◆ PROBLEM STATEMENT
Work out how many lines in the items below contain the string "palm", where case counts. Give only the number.

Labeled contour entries
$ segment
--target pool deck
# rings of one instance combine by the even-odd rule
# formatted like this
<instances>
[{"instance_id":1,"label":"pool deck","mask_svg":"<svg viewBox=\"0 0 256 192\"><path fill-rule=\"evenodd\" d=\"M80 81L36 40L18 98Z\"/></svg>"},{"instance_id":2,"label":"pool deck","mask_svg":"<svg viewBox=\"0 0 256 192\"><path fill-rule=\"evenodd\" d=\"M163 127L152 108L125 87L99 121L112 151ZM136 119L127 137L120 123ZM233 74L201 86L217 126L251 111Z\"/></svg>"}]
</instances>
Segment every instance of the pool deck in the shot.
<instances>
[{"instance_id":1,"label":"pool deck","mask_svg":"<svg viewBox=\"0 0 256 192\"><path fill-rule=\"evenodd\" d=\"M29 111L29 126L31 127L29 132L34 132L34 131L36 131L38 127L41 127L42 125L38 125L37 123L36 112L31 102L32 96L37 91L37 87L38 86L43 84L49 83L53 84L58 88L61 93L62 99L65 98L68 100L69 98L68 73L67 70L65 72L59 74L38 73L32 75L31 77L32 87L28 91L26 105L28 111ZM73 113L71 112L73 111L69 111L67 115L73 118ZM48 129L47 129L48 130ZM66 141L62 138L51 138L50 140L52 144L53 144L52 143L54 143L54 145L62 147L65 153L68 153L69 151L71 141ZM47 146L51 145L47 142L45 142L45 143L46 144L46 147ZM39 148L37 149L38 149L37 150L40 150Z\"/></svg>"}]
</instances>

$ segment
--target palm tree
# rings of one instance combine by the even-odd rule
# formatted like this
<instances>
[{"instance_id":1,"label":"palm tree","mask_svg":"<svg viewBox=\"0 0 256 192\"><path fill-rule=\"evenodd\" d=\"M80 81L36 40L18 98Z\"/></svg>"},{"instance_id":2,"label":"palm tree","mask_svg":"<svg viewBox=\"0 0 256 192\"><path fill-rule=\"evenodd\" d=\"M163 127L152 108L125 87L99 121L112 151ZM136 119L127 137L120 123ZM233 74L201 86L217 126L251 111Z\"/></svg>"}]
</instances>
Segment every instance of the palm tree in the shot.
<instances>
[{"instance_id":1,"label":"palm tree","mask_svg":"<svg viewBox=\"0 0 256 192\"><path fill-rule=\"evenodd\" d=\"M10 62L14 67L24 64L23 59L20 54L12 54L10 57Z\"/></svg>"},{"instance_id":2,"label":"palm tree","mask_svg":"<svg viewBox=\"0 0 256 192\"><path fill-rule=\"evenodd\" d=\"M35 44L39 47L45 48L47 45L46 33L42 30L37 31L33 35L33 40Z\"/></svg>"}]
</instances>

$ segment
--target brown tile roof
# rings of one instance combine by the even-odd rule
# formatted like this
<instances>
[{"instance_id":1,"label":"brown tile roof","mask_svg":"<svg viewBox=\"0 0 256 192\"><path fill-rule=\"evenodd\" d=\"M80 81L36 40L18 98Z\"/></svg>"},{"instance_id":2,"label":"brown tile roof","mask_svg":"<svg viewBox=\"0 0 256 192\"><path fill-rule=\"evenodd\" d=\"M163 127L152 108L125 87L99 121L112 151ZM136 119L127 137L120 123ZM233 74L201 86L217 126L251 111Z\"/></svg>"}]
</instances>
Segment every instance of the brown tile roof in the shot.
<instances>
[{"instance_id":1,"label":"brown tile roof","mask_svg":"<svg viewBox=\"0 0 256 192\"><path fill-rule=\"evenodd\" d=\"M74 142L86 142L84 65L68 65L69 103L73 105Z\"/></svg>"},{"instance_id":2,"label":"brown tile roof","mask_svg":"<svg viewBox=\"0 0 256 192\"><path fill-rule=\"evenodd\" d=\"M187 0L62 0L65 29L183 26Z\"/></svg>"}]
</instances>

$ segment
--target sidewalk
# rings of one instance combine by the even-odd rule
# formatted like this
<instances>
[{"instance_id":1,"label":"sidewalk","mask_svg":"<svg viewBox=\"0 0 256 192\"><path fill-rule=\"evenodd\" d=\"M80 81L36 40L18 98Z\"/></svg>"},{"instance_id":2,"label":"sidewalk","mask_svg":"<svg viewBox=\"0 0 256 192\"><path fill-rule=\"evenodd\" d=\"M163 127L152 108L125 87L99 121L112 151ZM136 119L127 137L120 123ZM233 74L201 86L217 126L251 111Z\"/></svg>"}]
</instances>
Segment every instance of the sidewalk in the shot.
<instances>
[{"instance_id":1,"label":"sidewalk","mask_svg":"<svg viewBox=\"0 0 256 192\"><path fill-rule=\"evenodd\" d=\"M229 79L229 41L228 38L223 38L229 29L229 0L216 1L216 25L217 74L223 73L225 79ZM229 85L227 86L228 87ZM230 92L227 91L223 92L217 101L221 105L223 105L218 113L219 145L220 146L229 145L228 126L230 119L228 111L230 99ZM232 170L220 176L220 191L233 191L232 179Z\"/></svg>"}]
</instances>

◆ TASK ANSWER
4